Reproduce every line of the data below verbatim, keeping each character, space, and line break unchanged.

» Extracted information
══════

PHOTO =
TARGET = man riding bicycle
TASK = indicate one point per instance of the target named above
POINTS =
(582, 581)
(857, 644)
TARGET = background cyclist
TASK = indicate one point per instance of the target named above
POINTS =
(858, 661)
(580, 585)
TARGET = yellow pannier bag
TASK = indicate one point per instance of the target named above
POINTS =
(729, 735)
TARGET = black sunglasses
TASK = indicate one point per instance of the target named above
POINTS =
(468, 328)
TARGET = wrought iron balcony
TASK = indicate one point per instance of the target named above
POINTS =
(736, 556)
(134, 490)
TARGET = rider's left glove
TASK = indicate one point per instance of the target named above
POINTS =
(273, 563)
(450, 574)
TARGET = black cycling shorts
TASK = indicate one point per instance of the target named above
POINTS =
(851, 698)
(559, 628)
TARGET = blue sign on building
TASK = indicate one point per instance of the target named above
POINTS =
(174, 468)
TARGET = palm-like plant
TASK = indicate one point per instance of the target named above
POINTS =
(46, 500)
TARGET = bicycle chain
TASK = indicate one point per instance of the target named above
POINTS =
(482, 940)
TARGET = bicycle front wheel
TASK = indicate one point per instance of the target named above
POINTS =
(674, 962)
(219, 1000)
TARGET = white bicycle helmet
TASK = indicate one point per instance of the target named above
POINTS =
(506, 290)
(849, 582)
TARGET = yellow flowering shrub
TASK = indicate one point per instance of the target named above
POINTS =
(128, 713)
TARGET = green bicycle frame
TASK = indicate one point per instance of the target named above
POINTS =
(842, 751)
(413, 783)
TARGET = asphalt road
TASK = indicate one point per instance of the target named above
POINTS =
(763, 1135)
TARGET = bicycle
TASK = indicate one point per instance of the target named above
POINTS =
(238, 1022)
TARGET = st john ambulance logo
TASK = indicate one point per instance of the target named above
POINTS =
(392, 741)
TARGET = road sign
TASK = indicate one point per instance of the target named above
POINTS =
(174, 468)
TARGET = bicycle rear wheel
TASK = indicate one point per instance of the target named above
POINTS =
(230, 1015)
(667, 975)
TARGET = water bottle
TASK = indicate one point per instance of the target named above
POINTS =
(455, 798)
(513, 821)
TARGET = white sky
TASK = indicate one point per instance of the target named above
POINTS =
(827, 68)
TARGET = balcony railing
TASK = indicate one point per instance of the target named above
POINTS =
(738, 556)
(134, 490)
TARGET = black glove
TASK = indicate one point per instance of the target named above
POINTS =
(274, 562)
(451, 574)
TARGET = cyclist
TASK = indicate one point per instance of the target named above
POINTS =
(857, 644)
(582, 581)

══════

» Full answer
PHOTO =
TARGET = man riding bicycle
TASK = indicate one point per instance of the target named above
POINTS =
(582, 581)
(857, 644)
TARGET = background cyclist
TASK = indicate one point per instance of the target named above
POINTS =
(858, 661)
(580, 585)
TARGET = yellow pannier bag
TASK = indicate one point per instance of the target named above
POINTS =
(729, 735)
TARGET = black sunglasses
TASK = indicate one point per instance of the target named above
POINTS =
(468, 328)
TARGET = wrought iron balcony
TASK = indicate one point per instance of the target named above
POINTS =
(736, 556)
(134, 490)
TARGET = rider's left glove
TASK = indicate one point per instance of the target named above
POINTS =
(273, 563)
(450, 574)
TARGET = black cycling shorts
TASK = indicate one point per instance of the target named above
POINTS =
(851, 698)
(559, 628)
TARGET = blue sign on building
TASK = indicate one point per instance of the target named above
POINTS =
(174, 468)
TARGET = palm-like plant
TASK = indicate one point per instance of the target named above
POINTS =
(46, 500)
TARGET = bicycle chain
TASK = indicate one point per instance of the target named above
POINTS =
(482, 940)
TARGET = bicycle front wheel
TASK = indicate one point per instance of the target named above
POINTS =
(674, 962)
(219, 1000)
TARGET = white bicycle helmet
TASK = indicate one point per instance of the target named above
POINTS =
(506, 290)
(849, 582)
TARGET = yellow flowering shrub
TASK = indicate one point per instance of the target named above
POINTS =
(128, 713)
TARGET = green bicycle frame
TASK = indicate one point per instance of the target named above
POINTS =
(842, 751)
(413, 783)
TARGET = asphalt road
TASK = indicate one point per instance of the target named above
POINTS =
(763, 1135)
TARGET = bicycle
TASK = indicate one point per instance of the target named above
POINTS =
(238, 1022)
TARGET = st john ambulance logo
TASK = indicate one point per instance of the target named above
POINTS =
(392, 741)
TARGET = road sign
TASK = indicate one point per instance of the target named above
POINTS =
(174, 468)
TARGET = bicycle rear wheel
TASK = indicate one point per instance of the target named above
POINTS =
(230, 1015)
(667, 975)
TARGET = water bottle
TASK = indicate one point per instance of the target named above
POINTS =
(455, 798)
(513, 821)
TARGET = white sky
TASK = indicate one point per instance of the target named above
POINTS =
(827, 68)
TARGET = balcony railing
TASK = indicate one point per instance of the target named above
POINTS =
(738, 556)
(134, 490)
TARGET = black glove
TASK = indicate one point per instance of the target named above
POINTS =
(274, 562)
(451, 574)
TARGET = cyclist
TASK = indicate one point per instance of the target named above
POINTS =
(857, 644)
(582, 581)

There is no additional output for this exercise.